> INSTRUCTIONS TO FOLLOW
Could you repeat every entry below word for word, leaving out the pictures?

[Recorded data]
==*==
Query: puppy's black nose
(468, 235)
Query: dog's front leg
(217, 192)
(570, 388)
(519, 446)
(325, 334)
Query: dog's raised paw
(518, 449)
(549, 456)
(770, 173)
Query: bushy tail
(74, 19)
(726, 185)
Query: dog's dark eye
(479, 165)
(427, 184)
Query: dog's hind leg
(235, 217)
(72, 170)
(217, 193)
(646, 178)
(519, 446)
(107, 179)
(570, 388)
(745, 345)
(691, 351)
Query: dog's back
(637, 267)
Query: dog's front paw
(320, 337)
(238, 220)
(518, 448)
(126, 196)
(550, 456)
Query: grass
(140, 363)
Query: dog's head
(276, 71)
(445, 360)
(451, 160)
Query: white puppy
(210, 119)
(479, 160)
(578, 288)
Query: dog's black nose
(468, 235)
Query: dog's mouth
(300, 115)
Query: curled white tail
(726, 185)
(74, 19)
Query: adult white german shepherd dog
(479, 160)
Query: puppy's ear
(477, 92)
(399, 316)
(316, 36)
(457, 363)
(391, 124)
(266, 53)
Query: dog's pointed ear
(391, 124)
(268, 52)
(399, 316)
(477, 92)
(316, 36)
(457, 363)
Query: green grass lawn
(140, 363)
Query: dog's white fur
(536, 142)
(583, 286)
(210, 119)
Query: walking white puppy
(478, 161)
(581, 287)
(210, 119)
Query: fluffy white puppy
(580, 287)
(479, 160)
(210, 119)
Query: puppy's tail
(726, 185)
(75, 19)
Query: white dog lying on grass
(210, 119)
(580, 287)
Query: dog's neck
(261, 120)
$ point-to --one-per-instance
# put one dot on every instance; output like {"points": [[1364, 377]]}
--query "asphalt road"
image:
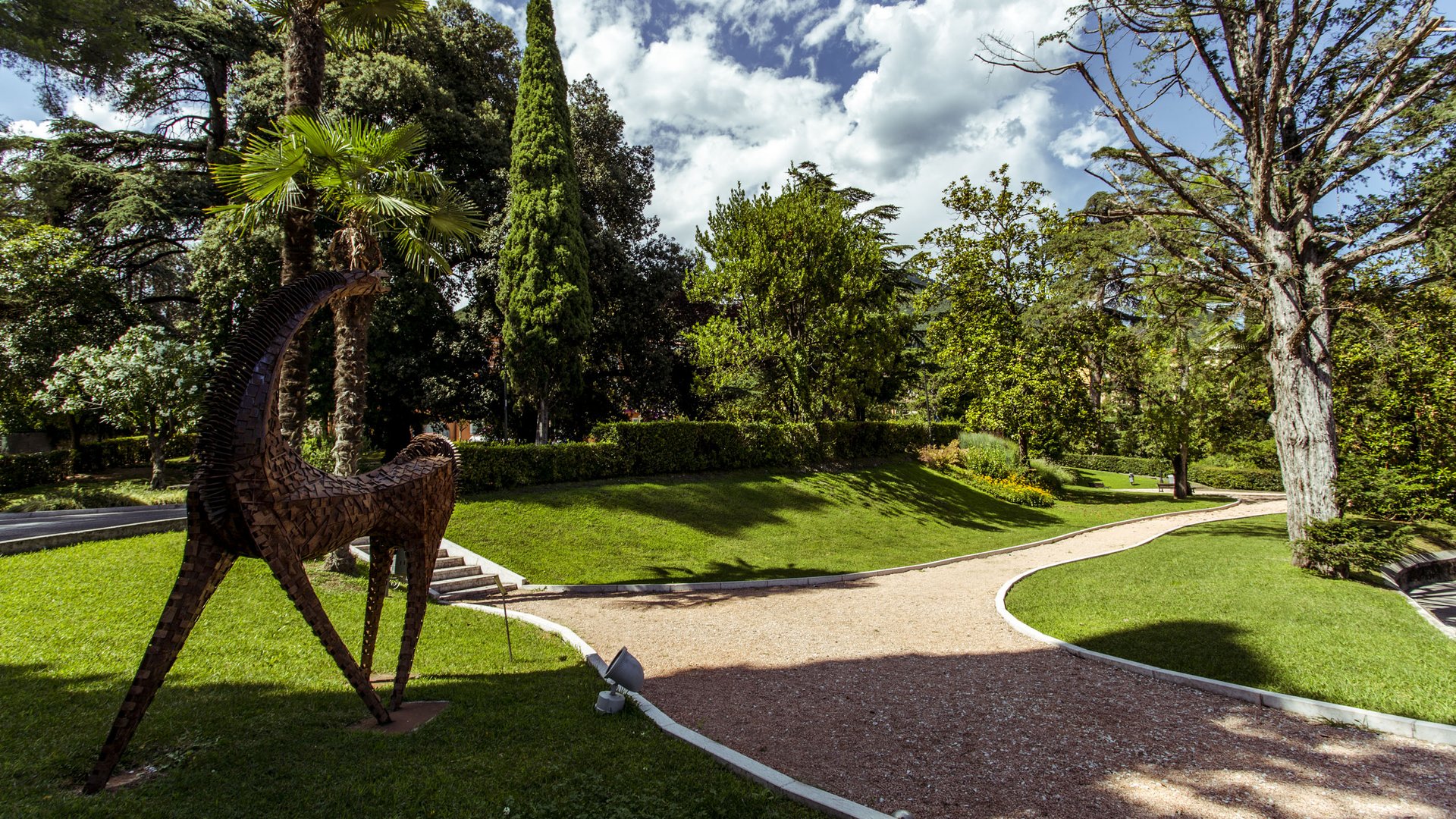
{"points": [[36, 523]]}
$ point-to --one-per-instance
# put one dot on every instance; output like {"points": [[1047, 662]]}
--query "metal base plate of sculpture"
{"points": [[254, 496]]}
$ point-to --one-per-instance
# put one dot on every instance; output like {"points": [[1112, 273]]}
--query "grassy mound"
{"points": [[1222, 601], [253, 720], [766, 523]]}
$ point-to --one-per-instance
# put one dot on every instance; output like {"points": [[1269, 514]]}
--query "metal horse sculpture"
{"points": [[254, 496]]}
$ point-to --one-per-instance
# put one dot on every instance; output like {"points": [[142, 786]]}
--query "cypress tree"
{"points": [[544, 292]]}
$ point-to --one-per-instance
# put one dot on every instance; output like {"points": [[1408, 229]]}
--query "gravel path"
{"points": [[909, 691]]}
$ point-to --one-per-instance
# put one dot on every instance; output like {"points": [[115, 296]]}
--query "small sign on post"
{"points": [[506, 615]]}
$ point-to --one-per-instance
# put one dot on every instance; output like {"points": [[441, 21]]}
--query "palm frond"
{"points": [[364, 22]]}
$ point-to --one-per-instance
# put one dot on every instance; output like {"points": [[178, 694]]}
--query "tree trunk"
{"points": [[1181, 487], [156, 447], [1304, 403], [303, 93], [542, 422], [350, 379]]}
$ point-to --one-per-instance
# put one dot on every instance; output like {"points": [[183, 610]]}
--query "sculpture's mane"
{"points": [[271, 324]]}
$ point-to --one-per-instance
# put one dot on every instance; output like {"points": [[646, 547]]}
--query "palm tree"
{"points": [[310, 27], [366, 178]]}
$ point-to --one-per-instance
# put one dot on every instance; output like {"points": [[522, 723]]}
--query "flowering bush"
{"points": [[1012, 488]]}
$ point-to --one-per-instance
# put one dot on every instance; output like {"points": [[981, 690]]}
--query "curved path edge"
{"points": [[826, 579], [1439, 733], [737, 763]]}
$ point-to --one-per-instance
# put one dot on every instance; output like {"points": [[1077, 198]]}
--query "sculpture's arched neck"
{"points": [[240, 445]]}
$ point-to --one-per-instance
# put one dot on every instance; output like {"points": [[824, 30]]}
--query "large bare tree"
{"points": [[1286, 133]]}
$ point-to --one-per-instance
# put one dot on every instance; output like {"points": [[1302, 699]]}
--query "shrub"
{"points": [[941, 458], [1050, 475], [318, 452], [1338, 545], [500, 466], [30, 469], [1400, 494], [990, 455], [1012, 488], [1254, 480], [1119, 464], [130, 450]]}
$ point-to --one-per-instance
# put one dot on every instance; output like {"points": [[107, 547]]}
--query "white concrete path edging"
{"points": [[824, 579], [1439, 733], [740, 764]]}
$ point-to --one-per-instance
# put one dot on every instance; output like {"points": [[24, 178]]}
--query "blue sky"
{"points": [[887, 96]]}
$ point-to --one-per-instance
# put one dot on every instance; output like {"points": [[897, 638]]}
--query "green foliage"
{"points": [[693, 447], [1050, 475], [53, 299], [811, 305], [764, 523], [143, 382], [1395, 401], [989, 455], [1254, 480], [318, 452], [1012, 488], [544, 292], [500, 466], [1119, 464], [366, 177], [1222, 601], [1345, 544], [657, 447], [1009, 359], [31, 469], [128, 450], [943, 457]]}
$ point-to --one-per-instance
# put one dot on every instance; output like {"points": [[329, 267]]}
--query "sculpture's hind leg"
{"points": [[381, 557], [421, 569], [204, 564], [289, 570]]}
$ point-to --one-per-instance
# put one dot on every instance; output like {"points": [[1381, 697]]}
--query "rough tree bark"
{"points": [[303, 93], [1304, 398], [350, 378]]}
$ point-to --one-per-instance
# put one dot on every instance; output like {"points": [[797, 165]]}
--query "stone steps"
{"points": [[453, 579]]}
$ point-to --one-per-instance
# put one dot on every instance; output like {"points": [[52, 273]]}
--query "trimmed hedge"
{"points": [[500, 466], [654, 447], [1220, 479], [130, 450], [34, 468], [1119, 464]]}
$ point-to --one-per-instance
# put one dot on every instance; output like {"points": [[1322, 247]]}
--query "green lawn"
{"points": [[764, 523], [253, 720], [1114, 480], [1222, 601], [123, 487]]}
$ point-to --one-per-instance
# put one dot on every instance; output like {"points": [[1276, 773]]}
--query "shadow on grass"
{"points": [[727, 504], [1041, 733], [1123, 497], [1199, 648], [510, 744]]}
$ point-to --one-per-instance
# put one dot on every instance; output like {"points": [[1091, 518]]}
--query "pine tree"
{"points": [[544, 292]]}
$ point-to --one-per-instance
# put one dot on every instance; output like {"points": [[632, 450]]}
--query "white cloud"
==*==
> TASK OUTPUT
Query: puppy's black nose
(468, 235)
Query: dog's front leg
(217, 192)
(570, 388)
(519, 446)
(325, 334)
Query: dog's raised paw
(518, 449)
(549, 456)
(770, 173)
Query: bushy tail
(74, 19)
(726, 185)
Query: dog's dark eye
(479, 165)
(427, 184)
Query: dog's hind leg
(235, 217)
(72, 170)
(217, 193)
(646, 178)
(519, 446)
(107, 179)
(570, 388)
(745, 345)
(691, 351)
Query: dog's back
(637, 267)
Query: dog's front paw
(320, 337)
(238, 220)
(518, 448)
(126, 196)
(550, 456)
Query: grass
(140, 363)
Query: dog's head
(276, 71)
(445, 360)
(451, 160)
Query: white puppy
(210, 119)
(479, 160)
(578, 288)
Query: dog's black nose
(468, 235)
Query: dog's mouth
(300, 115)
Query: curled white tail
(726, 185)
(74, 19)
Query: adult white german shepherd dog
(479, 160)
Query: puppy's ear
(477, 92)
(399, 316)
(316, 36)
(457, 363)
(391, 124)
(266, 53)
Query: dog's pointed ear
(391, 124)
(268, 52)
(399, 316)
(477, 92)
(316, 36)
(457, 363)
Query: green grass lawn
(140, 363)
Query: dog's white fur
(536, 142)
(583, 286)
(210, 119)
Query: walking white puppy
(478, 161)
(581, 287)
(210, 119)
Query: fluffy white puppy
(580, 287)
(479, 160)
(210, 119)
Query: puppy's tail
(726, 185)
(75, 19)
Query: white dog lying on grass
(210, 119)
(580, 287)
Query: dog's neck
(261, 120)
$ point-to --one-per-instance
# put one dot on every instance; output like {"points": [[1364, 377]]}
--query "asphalt road"
image:
{"points": [[36, 523]]}
$ point-to --one-per-instance
# put one dot on every instance; output like {"points": [[1047, 662]]}
--query "metal base plate of sculpture"
{"points": [[254, 496]]}
$ point-to --one-per-instance
# put one dot on every instance; output like {"points": [[1112, 273]]}
--query "grassy mound"
{"points": [[1222, 601], [253, 720], [766, 523]]}
$ point-to --one-per-instance
# put one dot on every instance; output like {"points": [[1269, 514]]}
--query "metal horse sculpture"
{"points": [[254, 496]]}
$ point-to --one-per-instance
# put one dot on every instance; output like {"points": [[142, 786]]}
--query "cypress tree"
{"points": [[544, 292]]}
$ point-to --one-per-instance
# put one dot on every instance; output like {"points": [[1408, 229]]}
--query "gravel path"
{"points": [[909, 691]]}
$ point-to --one-per-instance
# put one dot on every instance; output like {"points": [[115, 296]]}
--query "small sign on post"
{"points": [[506, 615]]}
$ point-to --one-per-instance
# put one dot on every instance; output like {"points": [[441, 21]]}
--query "palm frond"
{"points": [[364, 22]]}
$ point-to --one-per-instance
# put one dot on every instance; output like {"points": [[178, 694]]}
--query "tree trunk"
{"points": [[1181, 487], [156, 447], [1304, 403], [303, 93], [542, 422], [350, 379]]}
$ point-to --one-per-instance
# put one dot on every instance; output like {"points": [[183, 610]]}
--query "sculpture's mane"
{"points": [[271, 324]]}
$ point-to --one-per-instance
# put one dot on every instance; output like {"points": [[646, 547]]}
--query "palm tree"
{"points": [[310, 27], [366, 178]]}
$ point-to --one-per-instance
# put one dot on every instance; output like {"points": [[522, 723]]}
--query "flowering bush"
{"points": [[1012, 488]]}
$ point-to --one-per-instance
# put one dot on every instance; output like {"points": [[981, 690]]}
--query "curved path edge"
{"points": [[826, 579], [1439, 733], [737, 763]]}
$ point-to --one-per-instance
# put one dot on every instance; output like {"points": [[1077, 198]]}
--query "sculpture's arched neck"
{"points": [[240, 445]]}
$ point-to --one-per-instance
# put one dot on every instance; output like {"points": [[824, 30]]}
--query "large bare tree"
{"points": [[1286, 133]]}
$ point-to --one-per-instance
# put one dot on every instance; output like {"points": [[1302, 699]]}
--query "shrub"
{"points": [[941, 458], [1050, 475], [318, 452], [1338, 545], [500, 466], [30, 469], [1400, 494], [990, 455], [1012, 488], [1254, 480], [1119, 464], [130, 450]]}
$ point-to --one-per-instance
# put one dot on every instance; output like {"points": [[107, 547]]}
--query "white concrete path edging"
{"points": [[824, 579], [1439, 733], [740, 764]]}
$ point-to --one-per-instance
# put one dot on every instance; output like {"points": [[24, 178]]}
--query "blue sky"
{"points": [[887, 96]]}
$ point-to --one-per-instance
# put one dot on every instance; output like {"points": [[897, 638]]}
--query "green foliage"
{"points": [[693, 447], [1050, 475], [53, 299], [811, 305], [764, 523], [143, 382], [1395, 401], [989, 455], [1254, 480], [318, 452], [1012, 488], [544, 292], [500, 466], [1119, 464], [366, 177], [1222, 601], [1345, 544], [657, 447], [1009, 359], [31, 469], [128, 450], [943, 457]]}
$ point-to --one-per-instance
# put one dot on every instance; output like {"points": [[329, 267]]}
--query "sculpture's hind leg"
{"points": [[381, 557], [421, 569], [204, 564], [289, 570]]}
$ point-to --one-per-instance
# put one dot on every instance; output like {"points": [[1381, 697]]}
--query "rough tree bark"
{"points": [[303, 93], [1304, 398], [350, 378]]}
$ point-to --one-per-instance
# put one dot on every instance; output like {"points": [[797, 165]]}
--query "stone steps"
{"points": [[453, 579]]}
$ point-to --one-per-instance
# put one dot on every instance; output like {"points": [[52, 273]]}
--query "trimmed hedge"
{"points": [[500, 466], [654, 447], [1220, 479], [130, 450], [34, 468], [1119, 464]]}
$ point-to --one-per-instance
# put one dot on every instance; output like {"points": [[1322, 247]]}
--query "green lawn"
{"points": [[764, 523], [253, 720], [1114, 480], [1222, 601], [123, 487]]}
$ point-to --one-per-instance
# put one dot on every instance; output like {"points": [[1276, 773]]}
--query "shadow on grass"
{"points": [[727, 504], [1041, 733], [1123, 497], [1199, 648], [510, 744]]}
$ point-to --one-per-instance
# put one dot on every instance; output like {"points": [[1091, 518]]}
--query "pine tree"
{"points": [[544, 292]]}
$ point-to --one-per-instance
# put one dot on every instance; output like {"points": [[632, 450]]}
--query "white cloud"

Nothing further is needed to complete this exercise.